• _Document_:
"""

Event summary combining transcript, slides, and related documents.

Logotype for Great Elm Group Inc

Proxy Filing summary

1 Dec, 2025

Executive summary

  • Annual Meeting scheduled for December 5, 2025, to be held virtually, allowing electronic voting and participation.

  • Proxy materials distributed primarily via Internet to conserve resources and reduce costs.

  • Stockholders as of October 10, 2025, are eligible to vote on key proposals and director elections.

Voting matters and shareholder proposals

  • Election of eight directors to serve until the next annual meeting or until successors are elected.

  • Ratification of Deloitte & Touche LLP as independent auditor for fiscal year ending June 30, 2026.

  • Advisory vote on executive compensation (say-on-pay).

  • Approval of the 2025 Long-Term Incentive Compensation Plan to replace the expiring 2016 plan.

  • Board recommends voting FOR all proposals and nominees.

"""

Continue the Great Elm Group proxy summary past its final bullet. The rows that follow come from a separate source.

• _Listed entries_:

"""

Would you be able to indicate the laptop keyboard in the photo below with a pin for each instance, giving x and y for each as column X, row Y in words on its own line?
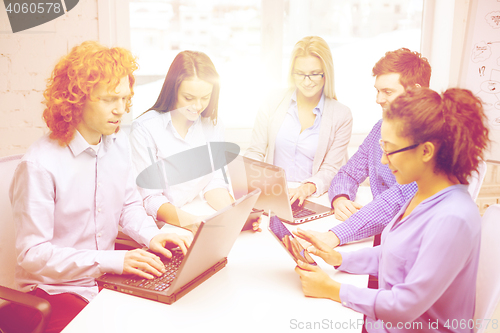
column 300, row 211
column 162, row 282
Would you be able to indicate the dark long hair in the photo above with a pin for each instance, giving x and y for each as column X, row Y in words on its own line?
column 189, row 64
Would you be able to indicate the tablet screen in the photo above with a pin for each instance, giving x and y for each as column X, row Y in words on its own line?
column 289, row 242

"""

• _Result of the task_:
Board of directors and corporate governance

  • Board consists of eight members, with one director retiring and a new nominee proposed.

  • Majority of directors are independent as per Nasdaq standards; only the CEO is not independent.

  • Board committees include Audit, Compensation, and Nominating & Corporate Governance, each with defined charters and independent membership.

  • Board leadership structure combines Chairman and CEO roles, with a Vice Chairman and no lead independent director.

  • Director share ownership guidelines require non-employee directors to own stock equal to five times the annual cash retainer.